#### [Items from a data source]
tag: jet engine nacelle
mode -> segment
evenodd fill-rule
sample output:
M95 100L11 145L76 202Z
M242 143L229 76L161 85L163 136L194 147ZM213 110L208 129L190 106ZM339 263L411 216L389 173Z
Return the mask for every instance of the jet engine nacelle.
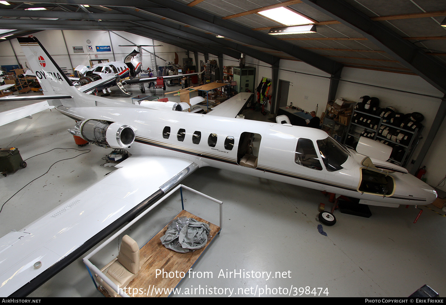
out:
M74 128L68 129L68 131L72 135L106 148L128 148L135 141L135 129L132 127L102 120L81 121L76 123Z

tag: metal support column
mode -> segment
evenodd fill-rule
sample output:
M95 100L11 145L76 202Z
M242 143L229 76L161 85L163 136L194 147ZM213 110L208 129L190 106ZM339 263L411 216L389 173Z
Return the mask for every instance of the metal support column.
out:
M223 54L219 53L219 71L220 71L219 78L219 79L223 79Z
M277 83L279 82L279 68L280 67L279 62L280 59L273 65L271 67L271 75L273 79L273 97L271 100L271 114L274 114L276 113L276 103L277 101Z
M68 47L66 46L66 41L65 40L65 35L63 34L63 30L61 30L60 31L62 32L62 37L63 38L63 42L65 44L65 49L66 49L66 54L68 55L68 59L70 60L70 64L71 65L71 70L73 70L73 73L74 74L74 68L73 66L73 62L71 62L71 58L70 57L70 51L68 51Z
M341 73L342 72L342 67L339 69L334 74L332 74L330 77L330 84L328 89L328 100L334 101L336 98L336 93L338 91L338 86L339 81L341 79Z
M425 141L424 144L421 148L421 150L417 157L413 166L410 170L410 173L412 175L415 175L418 169L421 167L421 165L424 161L424 158L426 157L426 154L434 141L437 132L440 129L440 127L441 126L445 116L446 116L446 95L443 96L443 98L442 99L441 103L440 104L438 111L437 111L437 115L435 115L435 118L434 119L432 126L430 127L429 133L426 137L426 140Z
M108 32L108 38L110 40L110 46L112 47L112 53L113 54L113 61L116 61L116 57L115 56L115 51L113 49L113 43L112 42L112 35L110 35L110 31L107 31Z

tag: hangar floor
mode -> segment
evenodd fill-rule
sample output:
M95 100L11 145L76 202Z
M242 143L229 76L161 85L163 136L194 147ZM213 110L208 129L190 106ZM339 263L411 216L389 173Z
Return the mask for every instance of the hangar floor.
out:
M176 88L171 89L168 91ZM140 95L137 86L130 91ZM131 103L117 89L114 92L111 98ZM2 101L0 111L26 103ZM250 110L244 114L249 119L268 117ZM75 144L66 132L74 125L70 119L54 110L33 117L0 127L0 146L17 147L24 159L56 148L79 150L54 149L27 160L24 169L0 176L2 205L26 185L3 206L1 236L20 230L113 170L101 166L111 149ZM56 161L73 157L55 164L27 185ZM320 202L328 209L331 205L318 191L208 168L182 183L222 201L223 217L221 233L193 266L197 276L180 283L179 296L258 296L263 292L262 296L313 297L315 292L324 297L405 297L425 284L446 296L445 218L427 208L421 206L424 212L415 224L419 210L413 206L370 206L369 218L336 211L337 223L323 226L325 236L318 231L315 217ZM216 205L187 192L184 197L188 210L218 223ZM174 195L127 234L140 247L180 210L179 195ZM116 240L93 262L101 266L111 260L118 245ZM226 276L234 270L242 276ZM199 272L208 275L200 278ZM254 278L248 278L248 272ZM184 294L188 291L190 295ZM102 295L81 258L29 296Z

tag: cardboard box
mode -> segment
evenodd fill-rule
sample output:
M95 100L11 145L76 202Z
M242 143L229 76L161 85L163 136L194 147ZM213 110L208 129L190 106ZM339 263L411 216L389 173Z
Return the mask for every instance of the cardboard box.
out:
M356 103L356 102L347 101L340 98L334 101L334 103L333 104L333 107L338 110L345 109L347 108L351 108L355 106Z
M347 126L348 124L350 124L350 119L351 119L351 115L341 115L339 116L339 122L341 124L345 125Z

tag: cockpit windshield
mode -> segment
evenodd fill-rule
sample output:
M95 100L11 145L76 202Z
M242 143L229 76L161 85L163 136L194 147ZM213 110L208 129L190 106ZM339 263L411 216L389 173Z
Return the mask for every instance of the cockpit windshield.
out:
M322 140L317 140L316 142L327 170L334 172L343 168L341 165L350 155L347 151L329 136Z

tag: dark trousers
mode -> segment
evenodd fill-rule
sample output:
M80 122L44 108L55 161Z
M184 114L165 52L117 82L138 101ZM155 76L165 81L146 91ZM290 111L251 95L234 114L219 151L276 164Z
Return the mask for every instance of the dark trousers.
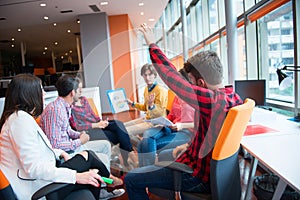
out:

#### [Requirements]
Rewrite the lines from the one containing "tag: dark trousers" through the end of the items, with "black trousers" in place of "dark trousers" and nothing else changed. Leave the pictures out.

#### [Solution to the problem]
tag: black trousers
mode -> segment
evenodd fill-rule
sample output:
M80 122L44 108L55 161Z
M184 114L165 52L117 82L138 101ZM155 76L165 81L146 91ZM290 111L251 95L234 114L219 151L276 164Z
Return the mask for every instance of the black trousers.
out:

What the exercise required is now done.